TASK PROMPT —
Return all of the entries exactly, with nothing added or left out.

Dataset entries
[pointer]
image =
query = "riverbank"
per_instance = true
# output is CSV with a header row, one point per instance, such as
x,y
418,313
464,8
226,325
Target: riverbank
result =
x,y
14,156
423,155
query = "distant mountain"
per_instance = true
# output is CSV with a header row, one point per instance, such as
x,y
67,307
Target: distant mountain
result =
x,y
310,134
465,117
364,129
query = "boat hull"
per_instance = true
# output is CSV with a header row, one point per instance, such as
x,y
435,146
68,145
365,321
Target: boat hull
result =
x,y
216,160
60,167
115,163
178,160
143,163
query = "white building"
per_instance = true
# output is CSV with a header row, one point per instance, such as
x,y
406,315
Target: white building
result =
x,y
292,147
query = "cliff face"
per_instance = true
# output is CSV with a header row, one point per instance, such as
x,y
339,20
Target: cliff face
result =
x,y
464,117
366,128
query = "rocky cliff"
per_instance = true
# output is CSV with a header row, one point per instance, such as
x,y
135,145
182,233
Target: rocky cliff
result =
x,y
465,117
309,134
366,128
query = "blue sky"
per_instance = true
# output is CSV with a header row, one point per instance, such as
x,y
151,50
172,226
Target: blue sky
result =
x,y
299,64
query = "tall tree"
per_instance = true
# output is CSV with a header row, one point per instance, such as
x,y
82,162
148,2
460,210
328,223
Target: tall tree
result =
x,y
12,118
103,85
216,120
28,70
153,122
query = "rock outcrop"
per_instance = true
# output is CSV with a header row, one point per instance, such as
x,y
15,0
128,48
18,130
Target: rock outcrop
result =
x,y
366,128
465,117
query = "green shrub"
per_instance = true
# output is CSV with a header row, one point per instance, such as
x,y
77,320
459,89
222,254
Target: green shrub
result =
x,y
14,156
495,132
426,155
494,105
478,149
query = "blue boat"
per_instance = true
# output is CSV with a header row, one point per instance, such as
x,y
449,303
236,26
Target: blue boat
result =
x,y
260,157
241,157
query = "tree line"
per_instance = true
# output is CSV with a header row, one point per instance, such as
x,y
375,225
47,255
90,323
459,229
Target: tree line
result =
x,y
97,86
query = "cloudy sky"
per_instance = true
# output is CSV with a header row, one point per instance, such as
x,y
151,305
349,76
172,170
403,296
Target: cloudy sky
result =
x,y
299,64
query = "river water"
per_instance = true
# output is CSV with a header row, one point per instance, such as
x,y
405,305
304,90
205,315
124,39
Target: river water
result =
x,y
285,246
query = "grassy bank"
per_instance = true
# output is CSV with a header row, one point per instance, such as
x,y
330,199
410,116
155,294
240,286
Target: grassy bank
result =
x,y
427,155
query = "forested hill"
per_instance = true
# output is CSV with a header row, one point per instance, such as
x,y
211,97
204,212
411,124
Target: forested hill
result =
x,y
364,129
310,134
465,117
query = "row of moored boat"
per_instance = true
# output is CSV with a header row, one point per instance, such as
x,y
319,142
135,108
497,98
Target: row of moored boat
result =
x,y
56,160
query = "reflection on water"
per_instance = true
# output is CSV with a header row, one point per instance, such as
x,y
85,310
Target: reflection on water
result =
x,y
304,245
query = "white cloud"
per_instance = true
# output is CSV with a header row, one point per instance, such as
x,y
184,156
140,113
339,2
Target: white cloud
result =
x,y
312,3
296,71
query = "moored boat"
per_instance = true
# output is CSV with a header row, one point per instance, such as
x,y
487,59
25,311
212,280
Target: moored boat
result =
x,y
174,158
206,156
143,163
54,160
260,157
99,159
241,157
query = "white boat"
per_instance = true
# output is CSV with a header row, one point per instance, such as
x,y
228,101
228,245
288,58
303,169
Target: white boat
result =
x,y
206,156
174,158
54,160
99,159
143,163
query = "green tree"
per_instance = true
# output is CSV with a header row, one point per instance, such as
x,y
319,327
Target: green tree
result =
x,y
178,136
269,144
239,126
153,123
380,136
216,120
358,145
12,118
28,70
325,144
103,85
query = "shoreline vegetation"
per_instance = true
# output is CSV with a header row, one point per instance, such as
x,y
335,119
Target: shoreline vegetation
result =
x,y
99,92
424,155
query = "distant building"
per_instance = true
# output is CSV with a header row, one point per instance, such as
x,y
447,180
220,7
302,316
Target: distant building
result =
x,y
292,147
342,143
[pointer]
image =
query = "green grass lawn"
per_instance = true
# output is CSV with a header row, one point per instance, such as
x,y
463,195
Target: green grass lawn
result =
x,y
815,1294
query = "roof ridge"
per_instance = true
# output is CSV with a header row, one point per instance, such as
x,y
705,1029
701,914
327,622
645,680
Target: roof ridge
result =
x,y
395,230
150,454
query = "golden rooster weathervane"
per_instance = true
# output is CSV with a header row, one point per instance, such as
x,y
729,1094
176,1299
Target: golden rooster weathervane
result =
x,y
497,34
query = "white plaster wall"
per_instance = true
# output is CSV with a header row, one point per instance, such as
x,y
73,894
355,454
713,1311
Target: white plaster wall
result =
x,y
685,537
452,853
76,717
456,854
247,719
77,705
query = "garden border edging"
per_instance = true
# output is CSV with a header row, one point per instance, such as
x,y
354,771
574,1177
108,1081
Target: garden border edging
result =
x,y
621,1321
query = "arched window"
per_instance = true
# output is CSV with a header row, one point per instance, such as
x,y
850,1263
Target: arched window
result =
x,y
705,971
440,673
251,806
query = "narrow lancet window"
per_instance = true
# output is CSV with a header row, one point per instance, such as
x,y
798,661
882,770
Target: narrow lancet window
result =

YOUR SOLUTION —
[pointer]
image =
query = "riverbank"
per_instance = true
# output is CSV with a header row, one point per instance, such as
x,y
418,313
464,8
226,325
Target: riverbank
result =
x,y
14,156
423,155
query = "distant mountain"
per_instance = true
# output is CSV with a header row, one point per instance, such as
x,y
67,307
Target: distant mountain
result =
x,y
310,134
465,117
364,129
query = "boat hull"
per_instance = true
# output is CSV with a header row, one point per instance, such as
x,y
435,146
68,145
365,321
Target: boat hull
result =
x,y
216,160
60,167
115,163
178,160
143,163
query = "white building"
per_instance = true
# output is CSV with a header row, one point per instance, such as
x,y
406,315
Target: white building
result =
x,y
292,147
query = "cliff face"
per_instance = true
# output is CSV with a header row, one point per instance, such as
x,y
339,20
Target: cliff face
result =
x,y
464,117
366,128
query = "rocky cliff"
per_instance = true
# output is CSV with a header row, one point per instance, such as
x,y
135,145
182,233
Target: rocky cliff
result =
x,y
465,117
309,134
366,128
query = "blue sky"
per_instance = true
# output is CSV with a header row, one point per instance, such as
x,y
151,50
172,226
Target: blue sky
result =
x,y
299,64
query = "tall tree"
per_instance = true
# output is CSV with a header row, one point per instance, such as
x,y
82,162
148,2
460,210
328,223
Target: tall tree
result =
x,y
12,118
103,85
216,120
28,70
153,122
query = "rock outcrop"
per_instance = true
# output is CSV with a header row, one point per instance, such as
x,y
15,0
128,48
18,130
Target: rock outcrop
result =
x,y
366,128
465,117
query = "green shrub"
per_instance = true
# output is CSV with a header row, one point per instance, such as
x,y
77,320
459,89
222,254
Target: green shrub
result =
x,y
14,156
495,132
426,155
494,105
478,149
query = "blue boat"
per_instance = true
# output is CSV with a header row, one point per instance, such as
x,y
449,303
236,26
Target: blue boat
result =
x,y
260,157
241,157
query = "tree line"
per_instance = true
# output is CSV with a header row, one point per instance, such as
x,y
375,225
47,255
90,323
459,229
Target: tree line
result =
x,y
97,86
query = "cloudy sky"
per_instance = true
# output is CSV with a header row, one point per instance, such as
x,y
151,305
349,76
172,170
403,296
Target: cloudy sky
result =
x,y
299,64
query = "river water"
per_instance = true
# output is CSV with a header row, one point per instance, such as
x,y
405,305
304,90
205,315
124,39
Target: river water
result =
x,y
285,246
query = "grassy bank"
per_instance = true
# output is CSV with a header row, one point per instance, such as
x,y
330,199
410,116
155,294
240,286
Target: grassy bank
result =
x,y
427,155
query = "forested hill"
per_instance = true
# output is CSV with a header row, one point per instance, such as
x,y
211,97
204,212
411,124
Target: forested hill
result =
x,y
364,129
310,134
465,117
query = "row of moored boat"
per_instance = true
# output is CSV with a header row, one point per instance, such as
x,y
319,142
135,108
497,98
Target: row of moored boat
result =
x,y
56,160
query = "reflection on water"
per_instance = true
# output is CSV with a header row, one point per instance, such as
x,y
85,310
Target: reflection on water
result =
x,y
304,245
query = "white cloud"
per_instance = true
# output is CSV with a header row, one point per instance, such as
x,y
184,156
140,113
339,2
Target: white cloud
result =
x,y
312,3
296,71
query = "moored boat"
per_instance = true
# output is CSV with a header row, one point per instance, such as
x,y
487,59
25,311
212,280
Target: moored boat
result =
x,y
174,158
206,156
143,163
54,160
260,157
99,159
241,157
query = "white boat"
per_instance = true
# output is CSV with a header row, one point per instance, such as
x,y
228,101
228,245
288,58
303,169
Target: white boat
result =
x,y
206,156
174,158
54,160
99,159
143,163
query = "green tree"
per_instance = true
# output is CSV with a header row, one point per instance, such as
x,y
319,327
Target: green tree
result =
x,y
178,136
269,144
239,126
153,123
380,136
216,120
358,145
12,118
28,70
325,144
103,85
query = "shoreline vegetation"
per_instance = true
# output is CSV with a header row, one point per instance, such as
x,y
335,119
Target: shoreline vegetation
result =
x,y
99,92
424,155
query = "distant building"
per_instance = true
# output is CSV with a header row, one point per instance, such as
x,y
447,180
220,7
302,316
Target: distant building
result =
x,y
292,147
342,143
[pointer]
image =
query = "green grass lawn"
per_instance = true
# output is CSV with a header row, one point per instance, such as
x,y
463,195
Target: green grass lawn
result =
x,y
815,1294
query = "roof ridge"
per_instance = true
# output is CSV with a header row, one point per instance, such as
x,y
705,1029
701,914
327,622
645,680
Target: roof ridge
result =
x,y
395,230
150,454
query = "golden rooster weathervane"
per_instance = true
# output is CSV with a header row, one point per instance, such as
x,y
729,1094
176,1299
Target: golden rooster weathervane
result =
x,y
497,34
query = "white plaster wall"
per_instance = true
# output is CSV with a header row, one point per instance, such as
x,y
73,894
355,454
713,1311
Target: white plaster wall
result =
x,y
685,537
452,853
76,717
456,854
247,719
77,705
query = "garden border edging"
per_instance = true
# output is CSV with a header row, one point per instance, such as
x,y
354,771
574,1177
108,1081
Target: garden border edging
result =
x,y
621,1321
query = "arched window"
per_instance = true
# output is CSV with a header row, one point per instance, such as
x,y
850,1263
Target: arched window
result =
x,y
705,971
440,673
251,806
query = "narrow lancet window"
per_instance = true
# output is CSV with a header row, one point per instance, such as
x,y
798,661
882,770
Target: narrow lancet window
result =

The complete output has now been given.